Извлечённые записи
========================================

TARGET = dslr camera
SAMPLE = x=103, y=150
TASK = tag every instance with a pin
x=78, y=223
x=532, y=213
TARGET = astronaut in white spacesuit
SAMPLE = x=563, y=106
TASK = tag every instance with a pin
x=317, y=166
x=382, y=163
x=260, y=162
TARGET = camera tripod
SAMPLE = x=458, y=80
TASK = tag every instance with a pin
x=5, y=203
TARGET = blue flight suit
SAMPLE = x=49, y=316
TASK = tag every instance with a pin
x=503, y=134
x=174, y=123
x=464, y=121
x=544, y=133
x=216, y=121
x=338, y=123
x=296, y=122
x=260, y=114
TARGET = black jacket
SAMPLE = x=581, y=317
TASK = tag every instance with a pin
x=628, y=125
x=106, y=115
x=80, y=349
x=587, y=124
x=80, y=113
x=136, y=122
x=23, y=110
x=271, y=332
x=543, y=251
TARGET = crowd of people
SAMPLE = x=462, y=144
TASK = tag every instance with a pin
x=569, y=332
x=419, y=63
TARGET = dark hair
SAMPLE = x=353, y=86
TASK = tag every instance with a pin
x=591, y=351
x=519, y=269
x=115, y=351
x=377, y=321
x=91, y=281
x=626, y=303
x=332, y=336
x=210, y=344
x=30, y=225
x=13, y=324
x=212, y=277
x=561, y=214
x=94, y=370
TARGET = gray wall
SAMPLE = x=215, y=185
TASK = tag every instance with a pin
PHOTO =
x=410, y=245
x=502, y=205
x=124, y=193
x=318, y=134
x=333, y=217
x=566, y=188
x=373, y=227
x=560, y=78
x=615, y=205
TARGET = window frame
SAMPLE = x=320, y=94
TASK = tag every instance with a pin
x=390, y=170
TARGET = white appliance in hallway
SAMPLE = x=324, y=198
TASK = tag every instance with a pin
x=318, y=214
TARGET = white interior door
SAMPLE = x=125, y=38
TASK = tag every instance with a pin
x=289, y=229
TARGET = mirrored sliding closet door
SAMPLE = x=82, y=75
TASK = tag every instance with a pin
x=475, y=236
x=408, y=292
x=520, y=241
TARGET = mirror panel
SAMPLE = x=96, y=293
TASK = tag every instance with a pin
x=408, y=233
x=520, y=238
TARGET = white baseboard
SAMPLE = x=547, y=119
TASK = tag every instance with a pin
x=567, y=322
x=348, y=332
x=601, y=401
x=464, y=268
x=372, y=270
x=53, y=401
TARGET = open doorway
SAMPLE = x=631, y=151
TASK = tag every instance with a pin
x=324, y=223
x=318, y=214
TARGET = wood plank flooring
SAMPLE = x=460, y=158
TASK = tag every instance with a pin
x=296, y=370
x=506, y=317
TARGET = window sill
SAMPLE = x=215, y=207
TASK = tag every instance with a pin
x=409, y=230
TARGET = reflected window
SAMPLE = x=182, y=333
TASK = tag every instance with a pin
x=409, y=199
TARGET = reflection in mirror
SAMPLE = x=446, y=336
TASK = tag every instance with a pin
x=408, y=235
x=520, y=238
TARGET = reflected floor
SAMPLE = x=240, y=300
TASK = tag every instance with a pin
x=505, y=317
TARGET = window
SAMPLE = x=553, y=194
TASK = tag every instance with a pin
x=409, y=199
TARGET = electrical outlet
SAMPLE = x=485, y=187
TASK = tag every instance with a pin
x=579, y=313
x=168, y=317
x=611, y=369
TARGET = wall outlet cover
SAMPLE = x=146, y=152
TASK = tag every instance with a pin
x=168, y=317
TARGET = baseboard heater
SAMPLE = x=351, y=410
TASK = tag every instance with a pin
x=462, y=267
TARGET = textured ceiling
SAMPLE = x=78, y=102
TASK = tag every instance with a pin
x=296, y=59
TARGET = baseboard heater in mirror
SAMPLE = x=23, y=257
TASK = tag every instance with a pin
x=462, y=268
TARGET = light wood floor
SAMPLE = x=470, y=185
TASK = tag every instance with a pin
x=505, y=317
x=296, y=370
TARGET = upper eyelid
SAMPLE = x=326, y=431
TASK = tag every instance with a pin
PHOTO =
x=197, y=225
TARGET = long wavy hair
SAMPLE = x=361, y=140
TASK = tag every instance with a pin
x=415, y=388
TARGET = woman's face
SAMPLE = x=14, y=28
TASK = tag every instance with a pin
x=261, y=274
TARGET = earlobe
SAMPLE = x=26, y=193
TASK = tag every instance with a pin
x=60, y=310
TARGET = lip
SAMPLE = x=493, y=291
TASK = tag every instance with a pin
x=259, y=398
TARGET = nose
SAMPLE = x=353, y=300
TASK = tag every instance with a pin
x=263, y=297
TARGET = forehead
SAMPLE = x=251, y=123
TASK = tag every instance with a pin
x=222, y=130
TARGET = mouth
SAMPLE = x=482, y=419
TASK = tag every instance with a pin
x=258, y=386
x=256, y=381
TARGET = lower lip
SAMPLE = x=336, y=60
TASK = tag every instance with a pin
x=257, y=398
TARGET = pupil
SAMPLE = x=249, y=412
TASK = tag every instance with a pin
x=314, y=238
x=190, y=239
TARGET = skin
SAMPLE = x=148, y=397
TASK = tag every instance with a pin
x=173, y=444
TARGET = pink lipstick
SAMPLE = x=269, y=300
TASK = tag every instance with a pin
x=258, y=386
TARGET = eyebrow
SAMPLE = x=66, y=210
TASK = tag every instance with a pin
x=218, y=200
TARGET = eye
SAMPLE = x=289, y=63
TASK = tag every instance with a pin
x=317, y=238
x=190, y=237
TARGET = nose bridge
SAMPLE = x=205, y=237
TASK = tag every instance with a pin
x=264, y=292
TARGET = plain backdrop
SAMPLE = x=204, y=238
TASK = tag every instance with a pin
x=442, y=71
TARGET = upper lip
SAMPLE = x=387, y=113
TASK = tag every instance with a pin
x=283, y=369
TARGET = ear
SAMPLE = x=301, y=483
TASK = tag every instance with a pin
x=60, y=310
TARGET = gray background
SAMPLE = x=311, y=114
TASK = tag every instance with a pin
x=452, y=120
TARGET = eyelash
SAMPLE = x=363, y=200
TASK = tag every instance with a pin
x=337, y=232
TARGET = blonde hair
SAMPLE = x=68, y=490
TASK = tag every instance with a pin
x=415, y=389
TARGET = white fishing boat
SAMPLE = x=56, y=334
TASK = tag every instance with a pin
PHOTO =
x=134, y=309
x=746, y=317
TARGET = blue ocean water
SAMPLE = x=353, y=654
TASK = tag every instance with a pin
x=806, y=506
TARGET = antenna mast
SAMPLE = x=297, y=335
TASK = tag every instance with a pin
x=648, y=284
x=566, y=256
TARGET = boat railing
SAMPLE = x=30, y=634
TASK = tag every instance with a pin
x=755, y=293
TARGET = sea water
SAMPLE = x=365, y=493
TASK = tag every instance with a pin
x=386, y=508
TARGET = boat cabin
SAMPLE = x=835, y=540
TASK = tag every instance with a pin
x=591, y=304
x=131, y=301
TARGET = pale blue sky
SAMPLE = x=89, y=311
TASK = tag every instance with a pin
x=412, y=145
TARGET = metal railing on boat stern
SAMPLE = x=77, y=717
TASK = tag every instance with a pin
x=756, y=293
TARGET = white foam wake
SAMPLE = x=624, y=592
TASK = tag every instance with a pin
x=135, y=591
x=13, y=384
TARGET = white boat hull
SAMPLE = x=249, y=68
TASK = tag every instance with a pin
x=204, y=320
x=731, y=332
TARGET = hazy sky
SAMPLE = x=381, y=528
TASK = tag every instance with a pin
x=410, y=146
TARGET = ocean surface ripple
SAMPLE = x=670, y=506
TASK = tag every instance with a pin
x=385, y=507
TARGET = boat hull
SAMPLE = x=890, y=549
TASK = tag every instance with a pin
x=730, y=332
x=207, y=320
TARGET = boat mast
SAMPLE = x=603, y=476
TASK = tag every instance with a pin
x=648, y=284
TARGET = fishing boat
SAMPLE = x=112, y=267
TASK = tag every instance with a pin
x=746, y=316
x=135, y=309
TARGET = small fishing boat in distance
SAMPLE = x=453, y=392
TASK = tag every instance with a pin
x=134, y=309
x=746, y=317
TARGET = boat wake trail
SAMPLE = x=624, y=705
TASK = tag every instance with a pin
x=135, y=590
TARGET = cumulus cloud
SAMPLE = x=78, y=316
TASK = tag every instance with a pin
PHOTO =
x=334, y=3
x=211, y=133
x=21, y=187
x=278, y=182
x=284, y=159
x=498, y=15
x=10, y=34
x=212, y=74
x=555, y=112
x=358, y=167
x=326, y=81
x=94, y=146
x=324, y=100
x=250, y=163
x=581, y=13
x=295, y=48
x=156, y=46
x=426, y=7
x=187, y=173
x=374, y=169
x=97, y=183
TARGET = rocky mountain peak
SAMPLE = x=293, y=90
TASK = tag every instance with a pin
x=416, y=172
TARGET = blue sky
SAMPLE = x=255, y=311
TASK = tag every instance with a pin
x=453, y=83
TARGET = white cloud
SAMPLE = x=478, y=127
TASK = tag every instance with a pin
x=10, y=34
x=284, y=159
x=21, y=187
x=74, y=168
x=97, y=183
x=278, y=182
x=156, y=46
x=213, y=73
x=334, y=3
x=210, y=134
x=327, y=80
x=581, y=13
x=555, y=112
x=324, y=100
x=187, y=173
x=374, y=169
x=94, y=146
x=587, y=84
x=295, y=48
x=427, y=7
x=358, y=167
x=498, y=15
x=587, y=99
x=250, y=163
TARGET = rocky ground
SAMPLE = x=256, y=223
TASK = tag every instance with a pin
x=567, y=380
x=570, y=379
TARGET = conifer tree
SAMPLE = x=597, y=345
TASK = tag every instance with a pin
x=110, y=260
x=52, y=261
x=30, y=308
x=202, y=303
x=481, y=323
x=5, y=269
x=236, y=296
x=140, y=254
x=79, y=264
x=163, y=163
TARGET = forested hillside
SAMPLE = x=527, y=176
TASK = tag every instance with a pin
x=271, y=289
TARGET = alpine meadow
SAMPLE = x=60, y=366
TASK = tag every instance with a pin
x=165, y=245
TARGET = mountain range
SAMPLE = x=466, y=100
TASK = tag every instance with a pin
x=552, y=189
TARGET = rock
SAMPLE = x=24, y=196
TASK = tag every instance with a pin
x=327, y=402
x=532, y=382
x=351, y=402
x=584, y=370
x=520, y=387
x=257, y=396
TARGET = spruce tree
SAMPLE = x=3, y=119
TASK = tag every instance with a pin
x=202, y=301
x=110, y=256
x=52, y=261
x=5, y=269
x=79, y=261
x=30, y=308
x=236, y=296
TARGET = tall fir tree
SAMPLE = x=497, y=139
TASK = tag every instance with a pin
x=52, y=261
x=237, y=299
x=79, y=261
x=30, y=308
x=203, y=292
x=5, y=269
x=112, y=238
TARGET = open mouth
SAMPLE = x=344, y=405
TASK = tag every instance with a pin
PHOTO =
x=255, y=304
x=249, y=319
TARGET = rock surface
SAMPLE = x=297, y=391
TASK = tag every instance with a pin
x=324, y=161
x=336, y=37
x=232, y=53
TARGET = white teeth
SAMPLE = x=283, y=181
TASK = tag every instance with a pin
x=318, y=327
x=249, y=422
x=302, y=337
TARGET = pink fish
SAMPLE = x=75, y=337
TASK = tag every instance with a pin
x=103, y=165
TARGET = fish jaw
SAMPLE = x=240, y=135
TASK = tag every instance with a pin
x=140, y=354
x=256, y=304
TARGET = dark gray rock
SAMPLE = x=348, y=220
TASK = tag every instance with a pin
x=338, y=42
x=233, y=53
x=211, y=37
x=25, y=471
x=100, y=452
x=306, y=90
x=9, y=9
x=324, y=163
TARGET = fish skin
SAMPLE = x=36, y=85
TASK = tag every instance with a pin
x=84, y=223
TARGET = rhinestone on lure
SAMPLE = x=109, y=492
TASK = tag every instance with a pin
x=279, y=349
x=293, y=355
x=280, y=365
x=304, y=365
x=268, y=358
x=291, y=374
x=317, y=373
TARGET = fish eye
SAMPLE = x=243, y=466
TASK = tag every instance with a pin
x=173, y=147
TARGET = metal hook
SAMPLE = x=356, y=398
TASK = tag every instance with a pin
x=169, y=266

========================================

- [Письменное задание]:
Воспроизведите без изменений фрагмент приведённых выше строк: он начинается строкой, содержащей «TARGET = white interior door», и заканчивается строкой, содержащей «x=520, y=241». Обе граничные строки включите.

- [Ответ к заданию]:
TARGET = white interior door
SAMPLE = x=125, y=38
TASK = tag every instance with a pin
x=289, y=229
TARGET = mirrored sliding closet door
SAMPLE = x=82, y=75
TASK = tag every instance with a pin
x=475, y=236
x=408, y=292
x=520, y=241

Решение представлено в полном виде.